| Source extract |
If you mismatch a valid areaName and a valid areaType in your request then you can get a 204. For example: e.g.

areaName areaType HTTP response status
Leeds ltla 200 – OK
Leeds utla 200 – OK
Suffolk ltla 204 – OK // No data
Suffolk utla 200 – OK

This makes sense, but more input validation required.

Where is my data (part 3)?

Occasionally, especially while coding on Saturdays, I encountered error code 500 ‘An internal error occurred whilst processing your request, please try again’ responses even for my perfectly crafted requests.

I tried again later – there was data.

Where is my data (part 4)?

As documented in the About the data guide [GOV.UK-3] there are sensible caveats about data correctness and availability.

  • Sometimes data is simply not available for all areas for a given date. It is common (and by design) that for some requested metrics the response value is None (data missing) which is different to a response value of zero (data present, and zero).
  • Sometimes data is retrospectively corrected/added so be careful if you’re going to e.g. cache it by date. Data that is not there today for day T-n might one day be added (or might not).
  • The broader the areaType (e.g. nation) the more metrics are populated.

| Available data |

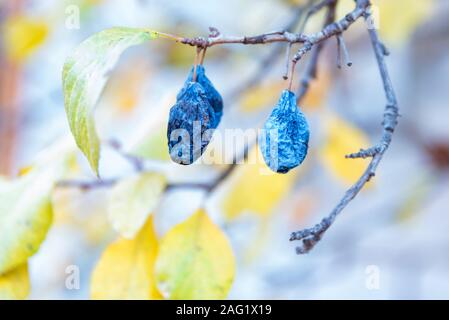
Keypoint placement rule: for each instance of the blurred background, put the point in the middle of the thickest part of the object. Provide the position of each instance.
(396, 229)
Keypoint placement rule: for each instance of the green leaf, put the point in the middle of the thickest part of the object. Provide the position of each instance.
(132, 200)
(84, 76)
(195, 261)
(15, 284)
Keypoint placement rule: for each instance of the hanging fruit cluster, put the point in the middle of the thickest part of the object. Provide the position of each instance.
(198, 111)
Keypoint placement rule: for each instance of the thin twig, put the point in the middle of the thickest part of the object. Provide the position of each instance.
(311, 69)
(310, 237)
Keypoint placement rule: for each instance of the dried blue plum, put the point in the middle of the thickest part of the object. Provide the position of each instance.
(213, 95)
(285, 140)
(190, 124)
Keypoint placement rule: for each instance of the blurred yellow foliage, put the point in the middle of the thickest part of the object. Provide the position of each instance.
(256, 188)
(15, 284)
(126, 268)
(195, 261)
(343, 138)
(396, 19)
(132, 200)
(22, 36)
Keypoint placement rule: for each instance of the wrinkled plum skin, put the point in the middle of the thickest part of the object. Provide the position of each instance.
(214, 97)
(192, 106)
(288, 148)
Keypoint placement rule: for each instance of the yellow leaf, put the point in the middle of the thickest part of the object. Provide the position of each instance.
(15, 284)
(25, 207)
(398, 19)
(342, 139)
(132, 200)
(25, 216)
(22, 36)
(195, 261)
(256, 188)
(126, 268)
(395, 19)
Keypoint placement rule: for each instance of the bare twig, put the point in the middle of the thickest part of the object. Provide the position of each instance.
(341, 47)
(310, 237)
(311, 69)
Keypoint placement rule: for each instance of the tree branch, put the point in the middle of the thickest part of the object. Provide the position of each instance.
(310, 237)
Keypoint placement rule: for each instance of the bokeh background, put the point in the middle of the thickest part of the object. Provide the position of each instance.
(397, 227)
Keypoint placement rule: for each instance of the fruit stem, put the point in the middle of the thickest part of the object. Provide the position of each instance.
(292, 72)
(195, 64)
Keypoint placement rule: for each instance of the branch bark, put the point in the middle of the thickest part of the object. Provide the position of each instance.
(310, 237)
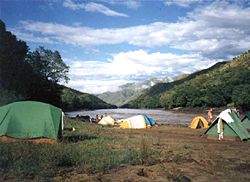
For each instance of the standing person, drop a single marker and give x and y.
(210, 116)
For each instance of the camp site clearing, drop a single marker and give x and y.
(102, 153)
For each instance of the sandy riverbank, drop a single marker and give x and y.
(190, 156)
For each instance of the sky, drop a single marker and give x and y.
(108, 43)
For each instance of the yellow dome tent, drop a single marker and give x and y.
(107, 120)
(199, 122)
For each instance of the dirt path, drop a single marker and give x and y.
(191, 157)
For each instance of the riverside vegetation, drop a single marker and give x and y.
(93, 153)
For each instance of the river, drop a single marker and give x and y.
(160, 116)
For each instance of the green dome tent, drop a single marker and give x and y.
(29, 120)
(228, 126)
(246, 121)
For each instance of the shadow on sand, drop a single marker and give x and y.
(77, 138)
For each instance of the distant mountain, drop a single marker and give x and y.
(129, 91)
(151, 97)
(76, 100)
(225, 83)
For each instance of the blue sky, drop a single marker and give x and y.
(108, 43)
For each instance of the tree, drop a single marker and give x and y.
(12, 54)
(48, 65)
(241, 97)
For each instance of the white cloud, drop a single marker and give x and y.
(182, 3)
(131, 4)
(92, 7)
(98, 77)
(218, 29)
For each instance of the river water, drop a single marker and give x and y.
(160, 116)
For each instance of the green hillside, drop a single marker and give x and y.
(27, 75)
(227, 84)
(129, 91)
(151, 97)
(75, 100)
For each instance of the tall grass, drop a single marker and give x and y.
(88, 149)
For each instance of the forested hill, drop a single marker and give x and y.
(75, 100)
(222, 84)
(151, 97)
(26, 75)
==
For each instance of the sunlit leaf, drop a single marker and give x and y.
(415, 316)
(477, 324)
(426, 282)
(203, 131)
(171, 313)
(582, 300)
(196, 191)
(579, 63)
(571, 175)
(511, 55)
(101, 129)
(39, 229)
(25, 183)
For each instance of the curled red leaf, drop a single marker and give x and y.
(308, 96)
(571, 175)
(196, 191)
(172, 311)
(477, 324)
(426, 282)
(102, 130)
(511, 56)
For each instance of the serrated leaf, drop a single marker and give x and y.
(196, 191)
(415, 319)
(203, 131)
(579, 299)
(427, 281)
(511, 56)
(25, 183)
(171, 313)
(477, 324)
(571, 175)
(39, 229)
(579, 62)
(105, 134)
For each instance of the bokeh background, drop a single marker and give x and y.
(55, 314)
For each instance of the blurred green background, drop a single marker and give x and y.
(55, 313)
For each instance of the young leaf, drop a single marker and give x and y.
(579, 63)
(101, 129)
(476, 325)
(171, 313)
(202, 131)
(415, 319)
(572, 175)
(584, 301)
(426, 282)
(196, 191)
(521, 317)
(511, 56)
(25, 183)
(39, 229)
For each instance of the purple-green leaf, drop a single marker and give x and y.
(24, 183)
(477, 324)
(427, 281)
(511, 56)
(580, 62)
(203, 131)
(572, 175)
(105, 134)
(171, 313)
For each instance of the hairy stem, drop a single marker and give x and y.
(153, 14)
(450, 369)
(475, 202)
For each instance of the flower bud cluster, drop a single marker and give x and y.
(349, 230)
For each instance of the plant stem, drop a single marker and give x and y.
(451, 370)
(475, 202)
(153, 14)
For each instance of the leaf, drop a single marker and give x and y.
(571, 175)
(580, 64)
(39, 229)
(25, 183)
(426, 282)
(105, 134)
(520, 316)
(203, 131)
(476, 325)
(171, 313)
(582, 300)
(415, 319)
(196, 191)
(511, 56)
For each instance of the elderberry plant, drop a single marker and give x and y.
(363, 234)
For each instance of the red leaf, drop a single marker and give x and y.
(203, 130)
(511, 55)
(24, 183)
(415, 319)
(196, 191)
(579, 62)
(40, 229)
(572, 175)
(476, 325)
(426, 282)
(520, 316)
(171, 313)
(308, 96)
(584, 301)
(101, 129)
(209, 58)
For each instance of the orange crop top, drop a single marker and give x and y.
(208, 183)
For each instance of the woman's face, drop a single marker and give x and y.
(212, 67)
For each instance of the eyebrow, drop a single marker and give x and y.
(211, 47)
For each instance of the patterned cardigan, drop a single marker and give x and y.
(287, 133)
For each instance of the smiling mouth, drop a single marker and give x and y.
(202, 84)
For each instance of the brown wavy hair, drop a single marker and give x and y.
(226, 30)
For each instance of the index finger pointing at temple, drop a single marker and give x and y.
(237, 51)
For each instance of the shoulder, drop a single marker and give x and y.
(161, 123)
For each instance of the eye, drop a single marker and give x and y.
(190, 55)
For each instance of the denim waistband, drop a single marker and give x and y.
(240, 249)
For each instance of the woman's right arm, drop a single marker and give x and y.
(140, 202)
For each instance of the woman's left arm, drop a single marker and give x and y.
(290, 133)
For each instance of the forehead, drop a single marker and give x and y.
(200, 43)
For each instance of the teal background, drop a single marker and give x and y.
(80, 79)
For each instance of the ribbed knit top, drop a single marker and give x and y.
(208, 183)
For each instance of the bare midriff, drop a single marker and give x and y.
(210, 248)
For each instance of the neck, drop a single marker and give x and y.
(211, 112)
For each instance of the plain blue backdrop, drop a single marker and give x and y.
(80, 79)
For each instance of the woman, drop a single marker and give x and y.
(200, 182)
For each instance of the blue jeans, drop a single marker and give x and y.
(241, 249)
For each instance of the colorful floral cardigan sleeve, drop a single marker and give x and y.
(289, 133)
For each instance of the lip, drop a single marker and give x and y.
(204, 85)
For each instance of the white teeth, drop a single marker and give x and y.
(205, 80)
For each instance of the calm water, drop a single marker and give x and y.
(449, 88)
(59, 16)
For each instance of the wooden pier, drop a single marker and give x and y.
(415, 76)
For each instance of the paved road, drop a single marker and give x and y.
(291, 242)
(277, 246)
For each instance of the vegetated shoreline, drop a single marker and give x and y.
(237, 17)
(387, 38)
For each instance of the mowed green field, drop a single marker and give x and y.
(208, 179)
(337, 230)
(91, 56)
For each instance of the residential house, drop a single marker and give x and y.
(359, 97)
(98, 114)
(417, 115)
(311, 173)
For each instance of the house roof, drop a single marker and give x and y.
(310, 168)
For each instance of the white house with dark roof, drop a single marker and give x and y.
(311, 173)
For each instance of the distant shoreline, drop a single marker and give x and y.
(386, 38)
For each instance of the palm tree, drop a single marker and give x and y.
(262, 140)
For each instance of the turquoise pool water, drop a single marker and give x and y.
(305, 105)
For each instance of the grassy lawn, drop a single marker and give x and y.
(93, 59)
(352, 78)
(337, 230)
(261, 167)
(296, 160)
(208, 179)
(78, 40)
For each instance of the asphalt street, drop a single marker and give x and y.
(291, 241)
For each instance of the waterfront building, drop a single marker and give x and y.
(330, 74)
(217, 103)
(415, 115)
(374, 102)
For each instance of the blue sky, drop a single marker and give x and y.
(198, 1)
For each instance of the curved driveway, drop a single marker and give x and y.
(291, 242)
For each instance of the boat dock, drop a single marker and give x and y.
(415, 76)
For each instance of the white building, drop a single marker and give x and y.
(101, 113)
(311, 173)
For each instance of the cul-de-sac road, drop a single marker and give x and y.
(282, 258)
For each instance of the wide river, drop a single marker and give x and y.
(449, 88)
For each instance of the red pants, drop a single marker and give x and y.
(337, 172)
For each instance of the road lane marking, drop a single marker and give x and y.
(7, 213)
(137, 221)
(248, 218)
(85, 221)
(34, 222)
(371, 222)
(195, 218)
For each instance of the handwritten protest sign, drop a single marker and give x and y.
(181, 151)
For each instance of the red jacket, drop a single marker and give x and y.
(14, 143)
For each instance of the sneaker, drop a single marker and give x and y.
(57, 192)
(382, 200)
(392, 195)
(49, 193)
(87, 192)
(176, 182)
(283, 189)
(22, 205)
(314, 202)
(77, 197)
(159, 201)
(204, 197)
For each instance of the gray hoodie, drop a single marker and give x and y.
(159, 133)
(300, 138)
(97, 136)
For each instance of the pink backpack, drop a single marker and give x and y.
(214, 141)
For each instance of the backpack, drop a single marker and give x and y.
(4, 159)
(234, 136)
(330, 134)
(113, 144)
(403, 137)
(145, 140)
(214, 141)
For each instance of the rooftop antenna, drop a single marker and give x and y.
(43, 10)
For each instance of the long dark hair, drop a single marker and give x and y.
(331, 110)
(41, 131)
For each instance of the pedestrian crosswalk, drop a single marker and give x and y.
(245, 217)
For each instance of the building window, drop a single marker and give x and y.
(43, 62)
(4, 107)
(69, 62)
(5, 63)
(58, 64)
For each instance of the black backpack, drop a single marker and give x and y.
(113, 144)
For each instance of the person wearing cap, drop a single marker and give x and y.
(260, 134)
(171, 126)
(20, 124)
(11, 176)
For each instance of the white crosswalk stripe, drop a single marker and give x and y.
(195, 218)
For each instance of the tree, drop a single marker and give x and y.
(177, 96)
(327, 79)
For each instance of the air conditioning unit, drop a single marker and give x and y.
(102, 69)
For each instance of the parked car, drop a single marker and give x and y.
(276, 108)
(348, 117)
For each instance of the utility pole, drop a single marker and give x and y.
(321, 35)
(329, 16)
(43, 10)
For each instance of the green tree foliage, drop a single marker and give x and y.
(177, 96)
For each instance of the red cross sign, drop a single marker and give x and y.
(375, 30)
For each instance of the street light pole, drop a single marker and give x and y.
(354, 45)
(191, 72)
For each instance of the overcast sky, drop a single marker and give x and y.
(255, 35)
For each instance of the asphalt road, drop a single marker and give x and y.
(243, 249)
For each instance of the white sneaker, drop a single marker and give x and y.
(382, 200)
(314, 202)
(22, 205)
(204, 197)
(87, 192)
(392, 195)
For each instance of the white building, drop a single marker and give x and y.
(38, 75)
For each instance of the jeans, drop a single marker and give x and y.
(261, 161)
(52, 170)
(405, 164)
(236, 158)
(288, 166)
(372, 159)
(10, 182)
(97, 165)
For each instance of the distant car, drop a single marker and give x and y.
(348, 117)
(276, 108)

| Things to do |
(a) Answer these questions from the source extract on the data API:
(i) Which areaName and areaType pair returned a 204 status?
(ii) What error code sometimes came back even for well-formed requests?
(iii) How does a response value of None differ from a value of zero?
(b) Continue the excerpt on the data API's responses, starting after its final bullet point.

| Responses by item number |
(a)
(i) Suffolk with ltla
(ii) Error code 500
(iii) None means the data is missing, and zero means the data is present and is zero.

(b)
    For example, hospitalCases, covidOccupiedMVBeds, maleCases, and femaleCases are populated for England (on dates that values are available) but are never (to date) populated at the LTLA or UTLA level.

  • The only data consistently populated to date for UTLA and LTLA areaTypes are various cases and death metrics (newCases…, newDeaths…, cumDeaths…, etc). This may change in the future.
  • For cumulative metrics (e.g. cumAdmissions) the value is only populated on dates it changes e.g. on date T cumAdmissions may be 9999 and on date T+1 it may be None.

If you inspect the response JSON as you develop, you will spot this and anticipate None values.

Processing the data

Data

Once your request is perfected, you’ll get some nice, shiny, data. This example is from areaType=nation, areaName=England. Only one date is shown here but there are multiple dates in the JSON and data back to 2020-01-03. See Listing 3.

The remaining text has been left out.